--- Raw data ---
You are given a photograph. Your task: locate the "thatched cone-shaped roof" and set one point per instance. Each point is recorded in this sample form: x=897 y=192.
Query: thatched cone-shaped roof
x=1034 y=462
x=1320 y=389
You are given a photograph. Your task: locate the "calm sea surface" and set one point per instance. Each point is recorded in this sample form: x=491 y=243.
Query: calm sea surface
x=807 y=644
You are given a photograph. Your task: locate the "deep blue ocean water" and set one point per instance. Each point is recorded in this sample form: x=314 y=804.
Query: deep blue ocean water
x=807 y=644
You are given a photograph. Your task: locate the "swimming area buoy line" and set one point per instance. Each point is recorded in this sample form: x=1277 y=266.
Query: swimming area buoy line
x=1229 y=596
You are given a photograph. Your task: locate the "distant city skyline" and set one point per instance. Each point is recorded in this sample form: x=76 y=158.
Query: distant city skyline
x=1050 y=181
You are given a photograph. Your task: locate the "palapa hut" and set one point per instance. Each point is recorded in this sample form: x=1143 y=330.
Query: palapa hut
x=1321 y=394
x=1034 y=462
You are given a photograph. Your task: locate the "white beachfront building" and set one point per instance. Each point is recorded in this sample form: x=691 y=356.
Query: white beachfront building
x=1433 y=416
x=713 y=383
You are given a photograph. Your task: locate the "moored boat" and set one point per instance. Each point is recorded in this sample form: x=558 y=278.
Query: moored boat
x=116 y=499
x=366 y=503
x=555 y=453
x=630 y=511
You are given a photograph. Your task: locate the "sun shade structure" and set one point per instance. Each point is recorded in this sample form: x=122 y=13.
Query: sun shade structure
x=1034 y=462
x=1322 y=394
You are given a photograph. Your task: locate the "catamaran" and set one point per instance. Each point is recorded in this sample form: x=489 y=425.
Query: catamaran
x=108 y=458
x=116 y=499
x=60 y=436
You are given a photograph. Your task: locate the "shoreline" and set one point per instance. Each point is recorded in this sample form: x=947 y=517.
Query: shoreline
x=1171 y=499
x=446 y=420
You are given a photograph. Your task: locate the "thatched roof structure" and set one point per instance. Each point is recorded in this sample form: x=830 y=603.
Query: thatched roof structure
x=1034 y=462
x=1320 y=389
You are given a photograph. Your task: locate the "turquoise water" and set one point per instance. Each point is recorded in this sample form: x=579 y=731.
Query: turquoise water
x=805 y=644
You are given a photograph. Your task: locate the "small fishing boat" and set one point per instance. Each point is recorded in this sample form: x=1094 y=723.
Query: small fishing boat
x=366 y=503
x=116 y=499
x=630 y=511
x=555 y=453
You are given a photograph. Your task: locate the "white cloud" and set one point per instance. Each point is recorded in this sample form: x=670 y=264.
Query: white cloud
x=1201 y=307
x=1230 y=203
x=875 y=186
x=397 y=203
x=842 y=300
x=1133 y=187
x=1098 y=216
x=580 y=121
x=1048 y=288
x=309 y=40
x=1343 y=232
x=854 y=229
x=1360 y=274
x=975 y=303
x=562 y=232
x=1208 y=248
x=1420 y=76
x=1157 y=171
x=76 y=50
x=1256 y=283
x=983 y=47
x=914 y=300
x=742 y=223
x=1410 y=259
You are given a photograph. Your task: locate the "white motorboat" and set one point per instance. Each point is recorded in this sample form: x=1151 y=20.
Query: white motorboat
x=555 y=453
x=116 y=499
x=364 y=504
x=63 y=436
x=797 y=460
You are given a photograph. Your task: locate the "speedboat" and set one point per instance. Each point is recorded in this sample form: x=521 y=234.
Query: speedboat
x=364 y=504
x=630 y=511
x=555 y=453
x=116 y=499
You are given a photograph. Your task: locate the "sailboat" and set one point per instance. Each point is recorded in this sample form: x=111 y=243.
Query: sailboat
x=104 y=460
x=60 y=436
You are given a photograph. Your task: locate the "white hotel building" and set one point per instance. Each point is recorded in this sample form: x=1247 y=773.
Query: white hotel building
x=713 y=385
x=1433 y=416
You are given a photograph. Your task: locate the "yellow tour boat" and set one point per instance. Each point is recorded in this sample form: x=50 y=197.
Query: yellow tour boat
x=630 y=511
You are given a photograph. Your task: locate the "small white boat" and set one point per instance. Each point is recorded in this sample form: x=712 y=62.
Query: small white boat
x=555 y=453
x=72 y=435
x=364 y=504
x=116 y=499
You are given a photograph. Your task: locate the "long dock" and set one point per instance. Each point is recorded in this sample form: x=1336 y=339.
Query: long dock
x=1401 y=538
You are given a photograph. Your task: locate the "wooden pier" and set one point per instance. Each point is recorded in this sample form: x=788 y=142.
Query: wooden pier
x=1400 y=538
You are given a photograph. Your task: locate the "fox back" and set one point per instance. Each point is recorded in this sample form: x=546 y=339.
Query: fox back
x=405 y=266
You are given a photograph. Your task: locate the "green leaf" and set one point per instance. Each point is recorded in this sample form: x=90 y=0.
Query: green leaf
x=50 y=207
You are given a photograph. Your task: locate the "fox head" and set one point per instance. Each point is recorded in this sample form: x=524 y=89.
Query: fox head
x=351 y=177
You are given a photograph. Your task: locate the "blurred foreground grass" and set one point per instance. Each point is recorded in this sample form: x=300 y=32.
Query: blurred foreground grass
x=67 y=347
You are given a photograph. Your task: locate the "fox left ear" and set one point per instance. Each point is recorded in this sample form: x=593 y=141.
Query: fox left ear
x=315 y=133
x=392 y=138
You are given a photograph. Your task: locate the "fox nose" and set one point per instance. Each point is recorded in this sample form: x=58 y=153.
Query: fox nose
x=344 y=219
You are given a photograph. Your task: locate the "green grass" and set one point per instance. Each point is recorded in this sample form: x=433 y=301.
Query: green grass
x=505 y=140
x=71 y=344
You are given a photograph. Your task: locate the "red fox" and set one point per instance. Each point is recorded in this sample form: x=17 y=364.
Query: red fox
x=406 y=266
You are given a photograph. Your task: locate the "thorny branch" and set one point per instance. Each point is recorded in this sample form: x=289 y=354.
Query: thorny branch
---
▶ **Your task**:
Reproduce verbatim the part of the entries that opens with the line containing "form: x=947 y=517." and closes with the line containing "x=446 y=420", including both of those lines.

▶ **Response to the exercise**:
You are given a photograph. Your task: locate the "shoreline" and set one point per instance. Each point is recorded in this sample form: x=947 y=517.
Query: shoreline
x=1171 y=499
x=446 y=420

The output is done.